- [Written instruction]:
From the records below, extract every line that contains the word "white".

- [Data extract]:
++++++++++

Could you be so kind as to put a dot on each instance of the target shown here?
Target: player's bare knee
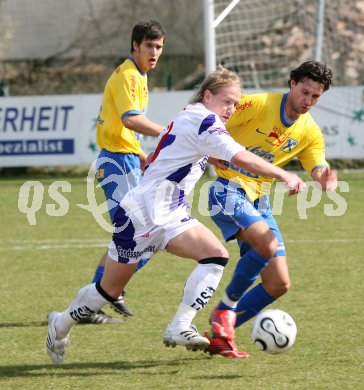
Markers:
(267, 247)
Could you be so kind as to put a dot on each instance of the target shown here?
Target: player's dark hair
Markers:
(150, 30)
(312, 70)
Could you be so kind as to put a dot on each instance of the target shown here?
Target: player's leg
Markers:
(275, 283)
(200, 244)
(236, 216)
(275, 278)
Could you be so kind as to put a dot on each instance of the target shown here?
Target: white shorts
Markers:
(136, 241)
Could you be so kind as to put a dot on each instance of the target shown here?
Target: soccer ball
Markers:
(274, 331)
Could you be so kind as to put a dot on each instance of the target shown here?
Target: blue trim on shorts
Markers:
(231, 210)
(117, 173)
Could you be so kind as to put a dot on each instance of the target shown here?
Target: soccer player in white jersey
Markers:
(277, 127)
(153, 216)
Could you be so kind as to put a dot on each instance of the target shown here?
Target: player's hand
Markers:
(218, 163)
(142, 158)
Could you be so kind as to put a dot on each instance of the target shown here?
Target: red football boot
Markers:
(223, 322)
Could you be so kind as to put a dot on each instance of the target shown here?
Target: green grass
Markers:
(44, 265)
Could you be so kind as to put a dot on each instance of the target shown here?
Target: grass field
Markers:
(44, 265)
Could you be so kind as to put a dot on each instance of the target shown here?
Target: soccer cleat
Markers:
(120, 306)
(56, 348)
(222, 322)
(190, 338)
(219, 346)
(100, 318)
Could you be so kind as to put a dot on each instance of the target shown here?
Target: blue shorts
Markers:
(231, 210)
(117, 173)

++++++++++

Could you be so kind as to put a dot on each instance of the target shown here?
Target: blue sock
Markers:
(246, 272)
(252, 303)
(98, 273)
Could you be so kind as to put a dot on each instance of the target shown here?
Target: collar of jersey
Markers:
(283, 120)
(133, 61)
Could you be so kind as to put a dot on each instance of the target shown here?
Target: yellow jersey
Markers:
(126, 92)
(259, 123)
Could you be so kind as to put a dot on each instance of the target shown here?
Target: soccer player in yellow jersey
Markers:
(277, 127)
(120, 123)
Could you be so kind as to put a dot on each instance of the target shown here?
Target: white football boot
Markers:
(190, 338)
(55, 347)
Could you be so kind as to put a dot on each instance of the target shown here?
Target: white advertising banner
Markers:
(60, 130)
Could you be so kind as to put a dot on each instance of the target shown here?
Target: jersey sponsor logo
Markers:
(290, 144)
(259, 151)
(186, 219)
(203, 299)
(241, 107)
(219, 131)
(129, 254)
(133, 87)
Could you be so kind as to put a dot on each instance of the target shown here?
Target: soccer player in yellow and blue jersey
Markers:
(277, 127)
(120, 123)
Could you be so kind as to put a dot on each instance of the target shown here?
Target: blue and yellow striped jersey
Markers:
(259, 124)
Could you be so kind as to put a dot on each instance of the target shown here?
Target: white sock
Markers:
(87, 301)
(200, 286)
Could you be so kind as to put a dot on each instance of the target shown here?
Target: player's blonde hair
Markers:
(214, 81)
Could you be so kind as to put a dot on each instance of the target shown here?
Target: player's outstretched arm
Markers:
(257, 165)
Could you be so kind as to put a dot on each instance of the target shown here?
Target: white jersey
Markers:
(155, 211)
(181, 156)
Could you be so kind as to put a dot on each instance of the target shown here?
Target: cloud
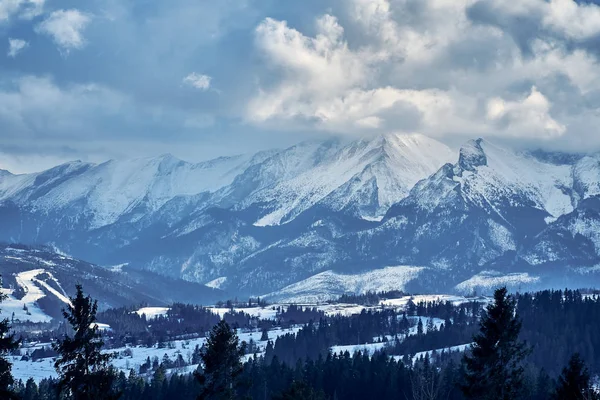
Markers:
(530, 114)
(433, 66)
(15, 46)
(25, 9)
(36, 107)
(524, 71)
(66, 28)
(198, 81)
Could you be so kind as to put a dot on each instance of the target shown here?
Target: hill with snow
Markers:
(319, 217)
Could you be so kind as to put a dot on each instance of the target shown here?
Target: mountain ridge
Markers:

++++++++++

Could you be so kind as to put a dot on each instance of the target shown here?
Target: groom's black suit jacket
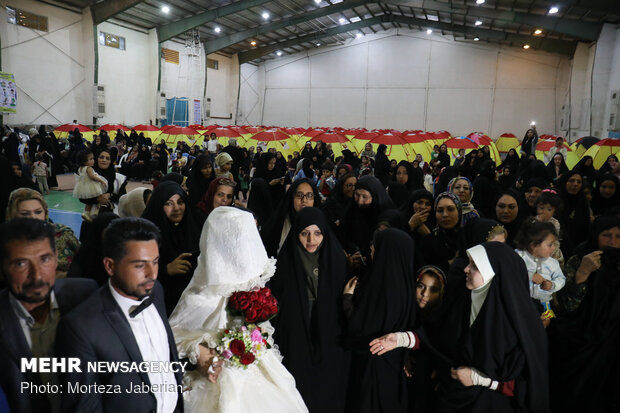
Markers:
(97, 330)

++++++++++

- [Full output]:
Target: white shorts
Target: soccer player in white jersey
Target: white football boot
Target: white advertising banner
Target: white sock
Target: white jersey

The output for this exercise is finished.